### Aim
Format the items from the line with "Is there any house" to the line with "[300,185,315,196]" as a Markdown table with the columns Row and Line, skipping blank lines.

[Begin Material supplied]

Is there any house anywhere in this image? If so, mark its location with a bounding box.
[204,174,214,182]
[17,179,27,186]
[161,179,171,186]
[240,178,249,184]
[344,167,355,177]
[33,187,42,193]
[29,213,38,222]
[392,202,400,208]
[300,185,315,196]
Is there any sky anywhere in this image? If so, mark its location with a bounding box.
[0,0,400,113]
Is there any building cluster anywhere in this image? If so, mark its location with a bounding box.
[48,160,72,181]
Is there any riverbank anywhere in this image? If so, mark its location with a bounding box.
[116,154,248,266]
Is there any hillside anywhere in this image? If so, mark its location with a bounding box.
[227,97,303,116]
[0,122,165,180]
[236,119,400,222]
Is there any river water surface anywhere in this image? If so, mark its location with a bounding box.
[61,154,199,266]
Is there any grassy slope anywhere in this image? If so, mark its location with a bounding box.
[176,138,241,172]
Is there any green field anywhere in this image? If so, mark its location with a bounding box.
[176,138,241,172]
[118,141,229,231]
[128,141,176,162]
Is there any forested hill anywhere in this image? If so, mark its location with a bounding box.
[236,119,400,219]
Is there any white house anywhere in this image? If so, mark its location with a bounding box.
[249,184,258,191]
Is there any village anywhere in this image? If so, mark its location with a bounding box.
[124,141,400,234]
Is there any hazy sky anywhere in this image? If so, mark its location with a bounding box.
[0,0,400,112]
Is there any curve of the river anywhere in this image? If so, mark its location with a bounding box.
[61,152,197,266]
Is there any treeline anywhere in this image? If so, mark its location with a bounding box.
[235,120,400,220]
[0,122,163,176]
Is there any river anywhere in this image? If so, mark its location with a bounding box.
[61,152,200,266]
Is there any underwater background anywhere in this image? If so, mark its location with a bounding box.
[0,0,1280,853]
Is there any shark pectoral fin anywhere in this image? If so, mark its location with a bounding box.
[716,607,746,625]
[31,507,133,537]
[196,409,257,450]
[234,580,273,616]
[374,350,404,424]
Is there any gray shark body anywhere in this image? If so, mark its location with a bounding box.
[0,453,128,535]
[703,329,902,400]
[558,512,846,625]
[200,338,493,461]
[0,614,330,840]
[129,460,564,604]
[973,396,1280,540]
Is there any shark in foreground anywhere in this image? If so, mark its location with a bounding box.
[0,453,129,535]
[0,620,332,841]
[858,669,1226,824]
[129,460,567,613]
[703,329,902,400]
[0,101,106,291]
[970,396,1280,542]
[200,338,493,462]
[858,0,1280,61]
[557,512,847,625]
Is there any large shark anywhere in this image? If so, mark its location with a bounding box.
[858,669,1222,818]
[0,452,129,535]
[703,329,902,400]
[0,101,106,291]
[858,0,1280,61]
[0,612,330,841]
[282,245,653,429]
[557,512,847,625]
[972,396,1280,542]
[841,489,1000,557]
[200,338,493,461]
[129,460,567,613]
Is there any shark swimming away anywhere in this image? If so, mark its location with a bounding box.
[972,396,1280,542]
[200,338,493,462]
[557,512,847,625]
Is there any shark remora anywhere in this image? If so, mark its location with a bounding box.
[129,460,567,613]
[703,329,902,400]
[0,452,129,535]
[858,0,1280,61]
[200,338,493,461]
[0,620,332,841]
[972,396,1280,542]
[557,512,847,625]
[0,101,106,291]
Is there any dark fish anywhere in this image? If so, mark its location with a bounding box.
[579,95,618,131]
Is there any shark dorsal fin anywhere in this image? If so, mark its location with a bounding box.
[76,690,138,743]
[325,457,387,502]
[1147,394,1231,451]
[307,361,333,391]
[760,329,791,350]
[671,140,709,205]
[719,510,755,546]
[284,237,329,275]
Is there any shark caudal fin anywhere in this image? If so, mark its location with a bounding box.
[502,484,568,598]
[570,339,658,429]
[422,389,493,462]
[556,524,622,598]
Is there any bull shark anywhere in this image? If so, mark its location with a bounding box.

[End Material supplied]
[Begin Material supplied]

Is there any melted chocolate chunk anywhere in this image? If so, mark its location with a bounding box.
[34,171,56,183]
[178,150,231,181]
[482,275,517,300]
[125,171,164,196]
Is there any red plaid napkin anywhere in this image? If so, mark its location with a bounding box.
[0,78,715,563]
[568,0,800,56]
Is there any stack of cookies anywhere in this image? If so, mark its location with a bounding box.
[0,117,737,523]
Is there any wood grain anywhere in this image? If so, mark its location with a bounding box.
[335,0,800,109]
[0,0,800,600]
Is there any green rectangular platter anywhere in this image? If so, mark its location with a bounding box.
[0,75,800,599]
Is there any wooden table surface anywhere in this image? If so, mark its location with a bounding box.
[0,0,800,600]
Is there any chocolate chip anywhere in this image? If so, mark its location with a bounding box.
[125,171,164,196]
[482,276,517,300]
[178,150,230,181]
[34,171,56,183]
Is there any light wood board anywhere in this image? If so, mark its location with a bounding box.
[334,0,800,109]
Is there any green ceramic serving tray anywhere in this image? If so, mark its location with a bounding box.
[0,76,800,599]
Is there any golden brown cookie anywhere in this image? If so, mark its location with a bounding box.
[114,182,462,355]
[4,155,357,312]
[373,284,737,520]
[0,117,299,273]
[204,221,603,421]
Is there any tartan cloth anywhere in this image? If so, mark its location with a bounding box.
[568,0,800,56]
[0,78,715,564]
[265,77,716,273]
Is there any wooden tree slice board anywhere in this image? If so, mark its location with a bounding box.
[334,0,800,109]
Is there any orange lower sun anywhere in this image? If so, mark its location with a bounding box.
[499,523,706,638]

[End Material supplied]

### Correct answer
| Row | Line |
|---|---|
| 1 | Is there any house anywhere in this image? If so, mark its location with a bounding box. |
| 2 | [204,174,214,182] |
| 3 | [17,179,27,186] |
| 4 | [161,179,171,186] |
| 5 | [240,178,249,184] |
| 6 | [344,167,355,177] |
| 7 | [33,187,42,193] |
| 8 | [29,213,38,222] |
| 9 | [392,202,400,208] |
| 10 | [300,185,315,196] |